» **Given problem**: Retype the records below verbatim, from the line containing "side window in the photo above." through the line containing "(1037, 358)", both lines included.

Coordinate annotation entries
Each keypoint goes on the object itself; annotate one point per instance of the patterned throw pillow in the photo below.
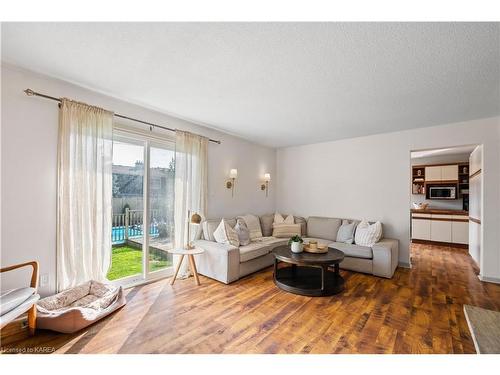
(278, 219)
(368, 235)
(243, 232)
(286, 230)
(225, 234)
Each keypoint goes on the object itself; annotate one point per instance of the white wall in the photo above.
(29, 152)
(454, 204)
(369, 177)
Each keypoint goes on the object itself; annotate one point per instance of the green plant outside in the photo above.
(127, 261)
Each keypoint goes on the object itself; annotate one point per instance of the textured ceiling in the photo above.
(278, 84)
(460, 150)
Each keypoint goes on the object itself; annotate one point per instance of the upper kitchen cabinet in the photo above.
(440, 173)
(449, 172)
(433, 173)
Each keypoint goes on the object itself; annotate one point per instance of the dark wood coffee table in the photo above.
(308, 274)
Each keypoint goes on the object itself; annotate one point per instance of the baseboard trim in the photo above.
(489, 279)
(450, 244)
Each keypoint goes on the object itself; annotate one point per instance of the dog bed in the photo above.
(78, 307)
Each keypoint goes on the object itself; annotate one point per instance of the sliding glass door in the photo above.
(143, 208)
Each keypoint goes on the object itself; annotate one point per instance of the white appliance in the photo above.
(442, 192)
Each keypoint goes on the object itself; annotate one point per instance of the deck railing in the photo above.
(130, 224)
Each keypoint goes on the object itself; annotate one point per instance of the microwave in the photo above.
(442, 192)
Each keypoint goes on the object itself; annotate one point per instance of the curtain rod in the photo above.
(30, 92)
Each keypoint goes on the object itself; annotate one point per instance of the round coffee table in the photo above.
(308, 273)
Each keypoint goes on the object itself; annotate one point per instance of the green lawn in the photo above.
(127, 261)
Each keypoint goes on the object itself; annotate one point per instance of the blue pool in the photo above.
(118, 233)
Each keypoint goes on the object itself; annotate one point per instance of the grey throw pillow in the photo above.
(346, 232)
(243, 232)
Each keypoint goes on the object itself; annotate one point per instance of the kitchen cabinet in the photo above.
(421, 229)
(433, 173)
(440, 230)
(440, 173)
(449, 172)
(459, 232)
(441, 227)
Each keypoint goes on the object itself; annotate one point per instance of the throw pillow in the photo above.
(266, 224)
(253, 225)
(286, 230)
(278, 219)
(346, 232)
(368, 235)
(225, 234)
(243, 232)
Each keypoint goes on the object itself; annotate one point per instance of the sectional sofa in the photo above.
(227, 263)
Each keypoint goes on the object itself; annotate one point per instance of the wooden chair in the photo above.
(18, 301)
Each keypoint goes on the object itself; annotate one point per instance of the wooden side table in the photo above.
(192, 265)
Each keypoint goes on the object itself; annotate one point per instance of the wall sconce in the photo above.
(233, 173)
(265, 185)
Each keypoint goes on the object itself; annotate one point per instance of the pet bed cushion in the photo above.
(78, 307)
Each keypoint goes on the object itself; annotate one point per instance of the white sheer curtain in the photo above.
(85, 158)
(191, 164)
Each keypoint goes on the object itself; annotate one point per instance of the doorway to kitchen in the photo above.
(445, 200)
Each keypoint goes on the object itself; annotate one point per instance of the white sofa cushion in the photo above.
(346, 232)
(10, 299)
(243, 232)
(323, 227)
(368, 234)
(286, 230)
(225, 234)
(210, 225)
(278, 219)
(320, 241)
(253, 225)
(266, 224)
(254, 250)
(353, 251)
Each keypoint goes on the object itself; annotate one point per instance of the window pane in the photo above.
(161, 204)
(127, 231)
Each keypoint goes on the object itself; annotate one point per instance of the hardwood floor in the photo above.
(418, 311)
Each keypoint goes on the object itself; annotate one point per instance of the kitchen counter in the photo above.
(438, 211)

--

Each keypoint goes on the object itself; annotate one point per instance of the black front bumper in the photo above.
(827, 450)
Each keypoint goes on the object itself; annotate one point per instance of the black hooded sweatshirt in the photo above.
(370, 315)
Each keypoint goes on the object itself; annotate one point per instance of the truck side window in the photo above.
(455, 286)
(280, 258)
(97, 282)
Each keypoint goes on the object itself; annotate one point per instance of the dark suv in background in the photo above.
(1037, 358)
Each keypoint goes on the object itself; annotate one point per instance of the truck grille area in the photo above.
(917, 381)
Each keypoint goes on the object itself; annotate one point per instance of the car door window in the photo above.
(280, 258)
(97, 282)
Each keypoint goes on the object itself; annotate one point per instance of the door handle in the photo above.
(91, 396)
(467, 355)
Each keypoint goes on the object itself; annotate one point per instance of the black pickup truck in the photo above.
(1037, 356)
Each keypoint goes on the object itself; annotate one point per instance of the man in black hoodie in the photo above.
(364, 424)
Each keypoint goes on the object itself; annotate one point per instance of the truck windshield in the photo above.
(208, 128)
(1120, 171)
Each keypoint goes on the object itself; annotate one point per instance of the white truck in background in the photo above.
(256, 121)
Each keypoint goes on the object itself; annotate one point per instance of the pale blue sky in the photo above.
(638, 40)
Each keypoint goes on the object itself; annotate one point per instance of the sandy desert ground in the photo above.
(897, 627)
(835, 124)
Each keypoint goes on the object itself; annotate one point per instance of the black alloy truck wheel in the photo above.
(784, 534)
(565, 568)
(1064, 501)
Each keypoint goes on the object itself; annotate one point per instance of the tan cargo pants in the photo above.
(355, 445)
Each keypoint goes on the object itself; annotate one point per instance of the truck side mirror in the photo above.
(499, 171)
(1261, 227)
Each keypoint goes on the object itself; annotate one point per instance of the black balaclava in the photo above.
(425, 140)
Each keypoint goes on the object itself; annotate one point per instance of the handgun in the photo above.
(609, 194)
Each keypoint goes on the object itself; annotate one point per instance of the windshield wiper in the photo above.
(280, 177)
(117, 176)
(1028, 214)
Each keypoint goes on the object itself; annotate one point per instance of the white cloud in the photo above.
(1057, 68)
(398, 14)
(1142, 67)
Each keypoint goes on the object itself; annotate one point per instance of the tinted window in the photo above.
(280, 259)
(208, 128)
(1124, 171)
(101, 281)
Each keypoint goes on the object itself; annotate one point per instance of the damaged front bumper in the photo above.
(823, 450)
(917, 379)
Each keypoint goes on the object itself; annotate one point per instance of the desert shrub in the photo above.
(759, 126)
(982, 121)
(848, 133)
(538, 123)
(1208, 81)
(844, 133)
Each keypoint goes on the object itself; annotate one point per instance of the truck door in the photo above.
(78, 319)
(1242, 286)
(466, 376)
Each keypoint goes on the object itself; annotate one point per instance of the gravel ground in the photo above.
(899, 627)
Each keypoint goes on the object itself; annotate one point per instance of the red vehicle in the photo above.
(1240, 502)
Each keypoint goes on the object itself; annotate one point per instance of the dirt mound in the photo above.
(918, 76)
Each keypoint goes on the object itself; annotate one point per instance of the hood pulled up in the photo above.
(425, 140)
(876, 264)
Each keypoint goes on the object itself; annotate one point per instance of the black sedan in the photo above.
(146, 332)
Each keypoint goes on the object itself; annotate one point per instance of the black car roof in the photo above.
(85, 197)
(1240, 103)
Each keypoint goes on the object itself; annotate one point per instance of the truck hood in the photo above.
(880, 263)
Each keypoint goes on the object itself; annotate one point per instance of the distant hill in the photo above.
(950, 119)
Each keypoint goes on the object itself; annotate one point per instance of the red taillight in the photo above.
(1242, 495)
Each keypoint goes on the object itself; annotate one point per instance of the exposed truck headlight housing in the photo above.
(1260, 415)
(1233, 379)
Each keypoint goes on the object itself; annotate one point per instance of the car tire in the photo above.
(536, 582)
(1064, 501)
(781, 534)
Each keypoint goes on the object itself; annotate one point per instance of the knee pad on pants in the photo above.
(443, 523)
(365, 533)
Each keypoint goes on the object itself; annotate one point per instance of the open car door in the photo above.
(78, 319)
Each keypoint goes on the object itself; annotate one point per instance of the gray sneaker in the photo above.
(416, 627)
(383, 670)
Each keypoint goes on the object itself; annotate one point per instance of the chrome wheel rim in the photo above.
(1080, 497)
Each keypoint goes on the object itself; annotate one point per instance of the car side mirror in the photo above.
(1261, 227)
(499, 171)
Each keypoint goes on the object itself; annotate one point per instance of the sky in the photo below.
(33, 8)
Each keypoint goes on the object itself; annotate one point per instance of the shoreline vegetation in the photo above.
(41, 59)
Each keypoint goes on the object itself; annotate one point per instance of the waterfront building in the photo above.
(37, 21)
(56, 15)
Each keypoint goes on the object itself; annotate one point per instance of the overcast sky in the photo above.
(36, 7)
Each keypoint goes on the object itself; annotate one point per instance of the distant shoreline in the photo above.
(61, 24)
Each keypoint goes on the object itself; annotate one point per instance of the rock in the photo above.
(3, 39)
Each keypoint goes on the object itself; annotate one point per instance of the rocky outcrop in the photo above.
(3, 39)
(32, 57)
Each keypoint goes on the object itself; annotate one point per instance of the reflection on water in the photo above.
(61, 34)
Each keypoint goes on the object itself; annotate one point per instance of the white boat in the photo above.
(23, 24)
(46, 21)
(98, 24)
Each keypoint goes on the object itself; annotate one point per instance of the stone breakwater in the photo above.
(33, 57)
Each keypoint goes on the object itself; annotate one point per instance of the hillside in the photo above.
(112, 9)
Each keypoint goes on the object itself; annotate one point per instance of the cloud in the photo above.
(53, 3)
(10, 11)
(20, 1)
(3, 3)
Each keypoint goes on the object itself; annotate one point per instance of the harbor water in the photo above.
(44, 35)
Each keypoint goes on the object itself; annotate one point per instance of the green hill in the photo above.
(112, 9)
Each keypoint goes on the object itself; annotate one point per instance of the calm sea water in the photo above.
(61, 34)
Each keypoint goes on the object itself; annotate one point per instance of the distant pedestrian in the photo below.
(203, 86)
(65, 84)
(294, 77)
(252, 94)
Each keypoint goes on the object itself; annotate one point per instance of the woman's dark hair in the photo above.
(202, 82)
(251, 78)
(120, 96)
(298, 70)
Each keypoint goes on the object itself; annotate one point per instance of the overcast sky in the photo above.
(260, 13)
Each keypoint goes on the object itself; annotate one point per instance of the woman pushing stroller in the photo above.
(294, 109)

» **Solution for this task**:
Each keypoint goes on the object itself; annotate one point per instance of the truck side window in the photo above.
(455, 286)
(280, 258)
(97, 282)
Each keypoint goes on the object itself; annotate one point per instance of the dark suv in background in the photo above.
(1037, 358)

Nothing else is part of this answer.